The exercise
Reproduce the records with "man's face" replaced by "person's face" and every other line left as is. Omit the pictures from the output.
• • • • •
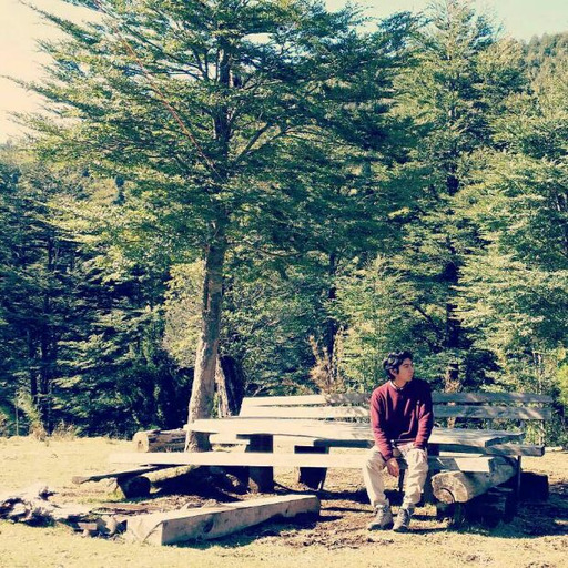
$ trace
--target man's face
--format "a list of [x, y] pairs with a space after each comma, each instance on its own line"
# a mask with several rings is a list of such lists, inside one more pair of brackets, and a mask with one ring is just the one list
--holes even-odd
[[404, 386], [406, 383], [409, 383], [414, 376], [414, 365], [413, 359], [404, 359], [398, 367], [398, 372], [392, 371], [393, 381], [398, 386]]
• • • • •
Exercise result
$ trace
--target person's face
--format "a list of [x, y] pairs with a space after each comma, each instance on its own line"
# a mask with several rings is a list of such lists, inside one more pair of brackets, and a mask with one ring is just the one list
--holes even-odd
[[404, 386], [406, 383], [409, 383], [414, 376], [414, 365], [413, 359], [404, 359], [398, 367], [398, 372], [392, 371], [393, 381], [398, 386]]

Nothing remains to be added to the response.